#### [GIVEN TASK 1]
From the zbedic dictionary thread, list every named dictionary, file format, or program that the first post mentions.
#### [GIVEN TASK 2]
Pick up the zbedic dictionary thread after its last sentence and keep writing it.

Author Topic: New Japanese Dictionaries For Zbedic  (Read 18870 times)

koan

  • Sr. Member
  • ****
  • Posts: 370
    • View Profile
    • http://www.lyndonhill.com
New Japanese Dictionaries For Zbedic
« on: July 27, 2007, 08:14:43 am »
I have converted EDICT to bedic format so that it can be used with zbedic. The Nihongo-philes among you will probably say "that's not new". It's true, other people have converted EDICT before me and they have been satisfactory until now but for several reasons I thought I could improve upon those conversions. Mine are new because:
  • I'm using a newer version of EDICT. The last ja-en dictionary on the zbedic page was several years old and EDICT is updated regularly. They even released a new version today so already my conversion is old! I convert using a script so I can easily download it again and re-run the conversion process.
  • I added a version where the keywords are kana. I don't know about you, but I don't know all the kanji yet. I also made sure the kana is included in the pronunciation of the kanji keyword version.

#### [GIVEN DATA]
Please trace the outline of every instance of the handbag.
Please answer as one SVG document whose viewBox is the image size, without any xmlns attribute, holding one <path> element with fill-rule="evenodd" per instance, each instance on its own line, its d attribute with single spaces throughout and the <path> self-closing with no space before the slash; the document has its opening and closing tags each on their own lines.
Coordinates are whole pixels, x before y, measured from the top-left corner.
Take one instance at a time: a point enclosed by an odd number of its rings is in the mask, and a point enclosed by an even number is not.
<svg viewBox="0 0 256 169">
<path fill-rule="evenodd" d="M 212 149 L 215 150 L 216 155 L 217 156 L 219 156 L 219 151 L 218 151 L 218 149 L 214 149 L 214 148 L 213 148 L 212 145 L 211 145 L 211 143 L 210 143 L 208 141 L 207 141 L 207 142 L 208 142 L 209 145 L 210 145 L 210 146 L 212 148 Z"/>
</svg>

#### [OUTPUT 1]
EDICT, bedic, zbedic

#### [OUTPUT 2]
  • My scripts mark up all the information such as part of speech or category and don't miss it out. I deal with duplicated entries properly (which are otherwise lost).
  • Unfortunately (in the sense of fair play) I have to recommend you de-install the previous conversions by other people as they do not acknowledge EDICT properly as required by it's distribution licence.
I don't know how the previously available en-ja dictionary was created; it looks like it could have been made manually due to the strange formatting and it only covers about 50% of the entries in EDICT. However, it is created by reverse look up (like my version) which is decidedly dodgy. I've tried to make up some sensible rules to group together entries that should be listed together, like "run" with "to run", "good" with "to be good" etc etc.

I'm using Japanese every day so as time passes I hope to improve the conversion (particularly en-ja) as experience prompts me to make improvements.

You can find the new files and some details here.
Screenshots: ja-en Kanji, ja-en Kana, en-ja.

I have a Shepherd with 1 GB SD card so I just slip these files (~3 MB each) onto the SD card, no problems.

Regarding the aforementioned duplicated entries problem, bedic also has a problem with repeated headwords. I will be making my scripts to fix such problems available shortly, in the hope to encourage other people to put together useful dictionaries and glossaries.

Comments welcome!
« Last Edit: July 27, 2007, 08:20:21 am by koan »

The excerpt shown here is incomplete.